SHORT EXERCISE:
Transcribe, word for word, the line containing "Guideline: for each instance of the grass" and each line following it through the end of the listing below. Omit all other lines.
-=-=-
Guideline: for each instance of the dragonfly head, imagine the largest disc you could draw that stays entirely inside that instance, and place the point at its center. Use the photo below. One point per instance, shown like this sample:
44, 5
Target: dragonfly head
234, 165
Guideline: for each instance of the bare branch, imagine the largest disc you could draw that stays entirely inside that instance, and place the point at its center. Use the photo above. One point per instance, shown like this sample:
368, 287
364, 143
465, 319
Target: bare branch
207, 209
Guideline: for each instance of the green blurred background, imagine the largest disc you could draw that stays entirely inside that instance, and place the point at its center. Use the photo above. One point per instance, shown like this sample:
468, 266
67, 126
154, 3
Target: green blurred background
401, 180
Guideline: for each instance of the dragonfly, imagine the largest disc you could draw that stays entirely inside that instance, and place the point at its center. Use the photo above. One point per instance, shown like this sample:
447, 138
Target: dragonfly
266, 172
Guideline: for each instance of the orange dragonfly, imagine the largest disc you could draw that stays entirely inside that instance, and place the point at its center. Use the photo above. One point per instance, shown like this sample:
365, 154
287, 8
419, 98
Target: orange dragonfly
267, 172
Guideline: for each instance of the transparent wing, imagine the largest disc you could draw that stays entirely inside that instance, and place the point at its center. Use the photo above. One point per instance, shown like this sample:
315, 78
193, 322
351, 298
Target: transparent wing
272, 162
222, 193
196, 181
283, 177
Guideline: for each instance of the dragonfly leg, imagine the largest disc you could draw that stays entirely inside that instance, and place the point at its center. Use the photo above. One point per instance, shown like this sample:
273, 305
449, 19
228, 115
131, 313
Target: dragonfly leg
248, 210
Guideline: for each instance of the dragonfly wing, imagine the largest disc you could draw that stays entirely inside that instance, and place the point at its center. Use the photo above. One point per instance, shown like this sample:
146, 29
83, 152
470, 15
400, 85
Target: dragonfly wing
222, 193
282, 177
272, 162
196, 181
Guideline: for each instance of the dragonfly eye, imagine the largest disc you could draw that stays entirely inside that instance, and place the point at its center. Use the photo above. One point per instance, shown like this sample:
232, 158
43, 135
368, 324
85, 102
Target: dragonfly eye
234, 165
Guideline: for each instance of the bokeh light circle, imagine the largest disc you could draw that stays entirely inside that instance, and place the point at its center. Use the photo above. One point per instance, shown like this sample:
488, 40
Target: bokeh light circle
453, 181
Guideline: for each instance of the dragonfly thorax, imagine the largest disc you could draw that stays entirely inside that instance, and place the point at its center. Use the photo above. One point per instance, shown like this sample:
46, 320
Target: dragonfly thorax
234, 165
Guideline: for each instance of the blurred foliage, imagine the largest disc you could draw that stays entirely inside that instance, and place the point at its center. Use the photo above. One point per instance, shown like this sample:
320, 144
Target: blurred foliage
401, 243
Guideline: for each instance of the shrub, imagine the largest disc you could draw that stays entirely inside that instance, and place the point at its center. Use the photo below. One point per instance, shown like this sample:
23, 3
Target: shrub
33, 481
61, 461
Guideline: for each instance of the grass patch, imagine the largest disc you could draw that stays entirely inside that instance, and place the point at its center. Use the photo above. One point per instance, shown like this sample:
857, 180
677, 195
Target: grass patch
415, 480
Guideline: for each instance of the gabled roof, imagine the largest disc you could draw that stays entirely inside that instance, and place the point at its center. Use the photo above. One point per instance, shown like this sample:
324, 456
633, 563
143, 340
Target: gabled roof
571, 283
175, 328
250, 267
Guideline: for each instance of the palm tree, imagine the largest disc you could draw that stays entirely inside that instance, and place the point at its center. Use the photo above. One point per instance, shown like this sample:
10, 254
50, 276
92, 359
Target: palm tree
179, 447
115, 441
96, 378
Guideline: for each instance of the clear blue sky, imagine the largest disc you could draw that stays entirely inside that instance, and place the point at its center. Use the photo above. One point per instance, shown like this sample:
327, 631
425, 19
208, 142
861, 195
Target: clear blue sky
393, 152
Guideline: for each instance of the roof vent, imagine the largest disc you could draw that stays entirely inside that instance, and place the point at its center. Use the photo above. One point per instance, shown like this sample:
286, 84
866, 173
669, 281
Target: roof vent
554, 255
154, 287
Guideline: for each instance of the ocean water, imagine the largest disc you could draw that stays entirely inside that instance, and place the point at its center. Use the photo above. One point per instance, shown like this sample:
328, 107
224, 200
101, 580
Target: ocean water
-=-=-
SOLUTION TO THE PROBLEM:
Guideline: for each instance of the grass patch, imagine the largest disc you could draw that stays entirely inside that instance, and place the point at its center. Use the photo above. One point per instance, shown like this sample:
857, 180
677, 195
Target: grass patch
415, 480
Guideline: for each instance of the gabled roof, imagine the largest disc you could draw that stays entirely inside that instance, and place the point at its center. Use the photo above. One point per instance, shown like this sample:
324, 456
633, 563
143, 340
Target: gabled roof
571, 283
175, 328
250, 267
Guideline: for each instance of the palm tree, imagine the largest disc you could draw that stays entirely inside that instance, and place the point at its center. Use the photo above. One point per instance, shown like this sample:
10, 254
50, 276
92, 359
Target: palm tree
179, 447
115, 441
96, 378
Guideline: for each instance of the clear blue sky, imagine the largest disc you could draw that stays entirely inside that instance, and place the point at its center. Use the photo above. One point per instance, shown like this sample:
327, 631
425, 19
208, 142
861, 195
Target: clear blue sky
393, 152
Guideline: for each instance of the roof vent, imagine the largest disc you could draw that stays entirely inside that instance, and place the point at its center. Use the photo above. One point per instance, shown like this sample:
286, 84
866, 173
669, 281
Target: roof vent
554, 255
154, 287
Guideline: for each instance of the ocean water, imagine the largest disc you could draw that stays entirely inside that instance, and place the point at its center. Use the photo above. One point per instance, shown like this sample:
328, 107
224, 200
101, 580
Target: ocean water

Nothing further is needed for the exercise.